Extrait de page:
----------------------------------------

Pors Carn

« Pors-Carn … Arrêtons-nous ici avec respect : nous foulons une des terres sacrées de la préhistoire… (1)»

Ce toponyme concerne un vaste secteur qui comprend la plage proprement dite et la petite péninsule située entre la grève et le Viben. Pour ne pas surcharger cet article, j’ai pris la liberté de traiter à part les deux tumulus dans l’article Rosmeur.

« Porz carn » (fin XVIIe, 60J36)

« Port carn » (Fin XVIIe, 60J36)

« Meziou pors Carn » (1751, 4E 205 49)

« Portz-Carne »(1818, carte de Beautemps-Beaupré)

« Pte de Portz-carne » (1850, carte d’état major)

« Portz-Carne »  (1871, Thomassin : Pilote de la Manche…)

« Portz-Carn » (1886, Benjamin Girard in La revue maritime et coloniale)

« Porz-Carn »  (1913, Charles Géniaux :  L’Océan)

« Porz-Karn » (1956, Auguste Dupouy : St Guénolé Penmarc’h )

« Plage de Pors Carn » (2000, carte IGN 0519OT) Toponyme de Kervédal

Charles Géniaux traduisait à tort Pors Carn par la grève des charognes (2), en fait Pors ou Porzh signifie crique et par extension port. Carn [karn] a le sens de tumulus de pierres (3).

Pors Carn présente de très nombreuses traces d’occupation ancienne : préhistoire, protohistoire (voir article Rosmeur), mais aussi période gallo-romaine, période médiévale.

L’histoire médiévale du site reste très obscure. Il aurait peut-être été occupé par les Vikings au début du Xème siècle (voir les articles Cleu et Korn ar bleizi ru). A la fin du Moyen Age on y trouvait un port ainsi qu’une pêcherie sécherie de poissons sur la pointe de Beg ar Pont, mais existait-il un village à Pors Carn? Ou alors les marins venaient-ils de Kerbervet ?

Est-ce que la péninsule de Pors Carn revêtait un caractère sacré ? Certains éléments m’incitent à aller dans ce sens : la forte densité mégalithique, puis au Moyen Age le grand nombre de croix qu’on y trouvait pourraient en constituer des indices. Mais ceci reste pour le moment de l’ordre de l’intuition, je ne dispose pas de suffisamment d’éléments pour développer cette idée.

----------------------------------------

Données:
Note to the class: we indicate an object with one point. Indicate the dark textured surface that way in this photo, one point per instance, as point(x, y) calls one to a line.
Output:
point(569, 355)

----------------------------------------

Objectif 1:
Recopiez fidèlement le passage du texte sur Pors Carn qui commence aux mots « Ce toponyme concerne » et s'arrête après « (1751, 4E 205 49) ».
Objectif 2:
Répondez brièvement à partir du texte sur Pors Carn :
(a) Quel sens le mot « Carn » a-t-il ?
(b) Qu'y avait-il sur la pointe de Beg ar Pont à la fin du Moyen Âge, en plus d'un port ?
(c) Dans quel article les deux tumulus sont-ils traités à part ?
Objectif 3:
Prolongez le texte sur Pors Carn au-delà de sa dernière phrase.

Réponse rédigée 1:
Ce toponyme concerne un vaste secteur qui comprend la plage proprement dite et la petite péninsule située entre la grève et le Viben. Pour ne pas surcharger cet article, j’ai pris la liberté de traiter à part les deux tumulus dans l’article Rosmeur.

« Porz carn » (fin XVIIe, 60J36)

« Port carn » (Fin XVIIe, 60J36)

« Meziou pors Carn » (1751, 4E 205 49)

Réponse rédigée 2:
(a) Celui de tumulus de pierres.
(b) Une pêcherie sécherie de poissons.
(c) Dans l'article Rosmeur.

Réponse rédigée 3:
La plage de Pors Carn a longtemps servi de refuge aux bateaux en difficultés dans la baie d’Audierne : ils s’échouaient sur le sable et s’en tiraient parfois sans gros dégâts. Depuis le 18ème siècle plusieurs naufrages ont laissé des traces dans les archives ; il est impossible de les recenser tous, je me bornerai donc à citer les plus connus.

Ainsi, c’est dans l’anse de Pors Carn que s’échoua le 23 août 1794 la frégate « Le Volontaire », incendiée par les Anglais. Elle y demeura pendant deux mois, deux longs mois pendant lesquels la population déjà victime de nombreuses privations fut tenue de nourrir les soldats naufragés.

Autre naufrage spectaculaire au même endroit le 19 janvier 1866, celui du « Dewdrop » de Jersey : sa cargaison d’oranges fut vendue sur place aux enchères.

Le 20 octobre 1879, c’est le trois-mâts norvégien de 543 tonneaux « Irène » chargé de pièces de bois qui, pris par la tempête, vint s’échouer sur la plage, l’équipage fut heureusement sauvé.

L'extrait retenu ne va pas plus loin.